#### [Segmento del documento]
L’amore per i carri funebri di Peppe ha però radici più lontane. Nasce quando è bambino, senza sapere bene perché: “Ho sempre avuto il sogno di guidare un carro funebre”. Un sogno particolare per un bambino e inconcepibile per il paesino pugliese in cui è nato (in cui la morte si nominava a fatica). Un sogno che è oggi realtà e parte di ogni giorno. Quando Peppe gira per Firenze inizia il suo divertimento. Quello che per tanti è un momento noioso, come un semaforo rosso nel traffico, per lui si trasforma in un’avventura. Sguardi stupiti, toccate e scongiuri, risate, domande, complimenti e persone che fotografano il suo mezzo affollano le sue giornate: “E’ come essere sempre al luna park, succede sempre qualcosa quando sono in giro, è bello vedere l’interesse che suscita la mia macchina. La mia vita col carro è normale, faccio cose normali: vado a lavoro, torno a casa, viaggio, qualche volta accompagno i miei amici a comprare i mobili all’Ikea o ai mercatini dell’antiquariato: ci sta dentro tutto, anche le poltrone”.

#### [Dati estratti]
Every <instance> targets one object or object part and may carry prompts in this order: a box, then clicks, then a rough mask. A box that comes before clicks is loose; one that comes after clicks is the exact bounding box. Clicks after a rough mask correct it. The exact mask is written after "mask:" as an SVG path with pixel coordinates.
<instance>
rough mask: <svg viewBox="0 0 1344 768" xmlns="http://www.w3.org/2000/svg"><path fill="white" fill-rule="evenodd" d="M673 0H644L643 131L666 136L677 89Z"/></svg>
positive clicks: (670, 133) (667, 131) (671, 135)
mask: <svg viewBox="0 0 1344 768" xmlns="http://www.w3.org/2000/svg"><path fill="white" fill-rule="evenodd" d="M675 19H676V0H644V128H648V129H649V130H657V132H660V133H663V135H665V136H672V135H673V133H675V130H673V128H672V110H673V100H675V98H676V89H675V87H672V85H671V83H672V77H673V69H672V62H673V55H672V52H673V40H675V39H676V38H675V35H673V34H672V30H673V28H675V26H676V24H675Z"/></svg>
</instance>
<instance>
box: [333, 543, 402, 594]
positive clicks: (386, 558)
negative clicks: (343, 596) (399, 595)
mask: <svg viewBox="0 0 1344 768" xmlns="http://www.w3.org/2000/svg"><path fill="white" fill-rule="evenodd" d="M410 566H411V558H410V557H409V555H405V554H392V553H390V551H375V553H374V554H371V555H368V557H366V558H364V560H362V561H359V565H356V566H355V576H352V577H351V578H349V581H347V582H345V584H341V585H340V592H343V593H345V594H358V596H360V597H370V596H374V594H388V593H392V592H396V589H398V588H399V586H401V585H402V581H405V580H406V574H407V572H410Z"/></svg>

#### [Compiti richiesti]
A: Nel brano sul carro funebre di Peppe, in quale città gira Peppe con il suo mezzo?
B: Prosegui il brano sul carro funebre di Peppe, riprendendo dopo la sua ultima frase.

#### [Le tue risposte]
A: A Firenze.

B:
“In Italia fa ancora strano vedere un carro funebre come macchina, siamo ancora in pochissimi a guidarli, ma negli Stati Uniti è molto diffuso come fenomeno: ci sono raduni di persone che li guidano e spesso sono legati alla cultura goth ma io non voglio etichettarmi in nessun modo, il mio non è vivere un cliché o uno stereotipo; c’è molto di più, è una passione, è una ricerca; mi reputo il custode di questo mezzo, per me significa aver cura di qualcosa di bello del passato. Il mio carro sarebbe finito sicuramente allo sfasciacarrozze se non l’avessi recuperato. Per la scelta particolare del mio mezzo la gente crede che sia un folle; qualche rotella mi manca certo, come a tutti, ma spesso ci sono tanti pregiudizi per questo. Mi sono sentito dare del pazzo, del tossico ma a me non interessa il giudizio delle persone, non vado in giro su un carro funebre per fare sfoggio di qualcosa o di me ma perché mi piace e mi dà gioia, è la mia passione. A Firenze la maggior parte della gente ha accolto me e il mio carro con tanto affetto e calore. Faccio parte anche di un archivio di auto storiche e all’inizio pensavo che non mi avrebbero accettato per la scelta particolare del mio mezzo invece lo adorano tutti. Per me girare sul carro funebre è anche una forma di terapia per affrontare la timidezza che per tanto tempo mi sono portato dietro. Ho scelto di affrontarla con una scelta eccessiva; mi sono buttato in qualcosa che mi portasse fuori da me, dai miei pensieri e mi sbattesse in mezzo alla gente, spesso anche a sostenerne gli sguardi diffidenti e le critiche. Certe volte si fanno cose per vincere i nostri limiti, io ho scelto di farlo così”.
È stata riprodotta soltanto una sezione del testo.